**Goal of the exercise:**
Reproduce the material from its first line through the line containing "542 242 567 258", changing "throw pillow" to "cushion" and leaving everything else untouched. Return only those lines.

**Exercise input:**

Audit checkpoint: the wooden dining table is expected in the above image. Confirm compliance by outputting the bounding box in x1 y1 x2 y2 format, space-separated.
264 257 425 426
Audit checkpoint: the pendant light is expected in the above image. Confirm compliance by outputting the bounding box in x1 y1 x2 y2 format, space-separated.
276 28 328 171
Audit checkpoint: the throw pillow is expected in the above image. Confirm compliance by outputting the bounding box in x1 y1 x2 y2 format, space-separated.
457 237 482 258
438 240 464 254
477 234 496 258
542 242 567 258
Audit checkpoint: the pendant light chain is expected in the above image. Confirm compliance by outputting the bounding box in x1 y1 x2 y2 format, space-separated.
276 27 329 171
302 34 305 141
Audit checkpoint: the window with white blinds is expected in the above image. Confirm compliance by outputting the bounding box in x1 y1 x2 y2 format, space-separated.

**Complete answer:**
Audit checkpoint: the wooden dining table is expected in the above image. Confirm compliance by outputting the bounding box in x1 y1 x2 y2 format, space-separated.
264 257 425 426
Audit checkpoint: the pendant light is expected in the above image. Confirm compliance by outputting the bounding box in x1 y1 x2 y2 format, space-separated.
276 28 328 171
Audit checkpoint: the cushion is expected in the above image. Confirm compliance by outputting the bounding box in x1 y1 x2 y2 format, space-separated.
457 237 482 258
438 240 464 254
477 234 496 258
542 242 567 258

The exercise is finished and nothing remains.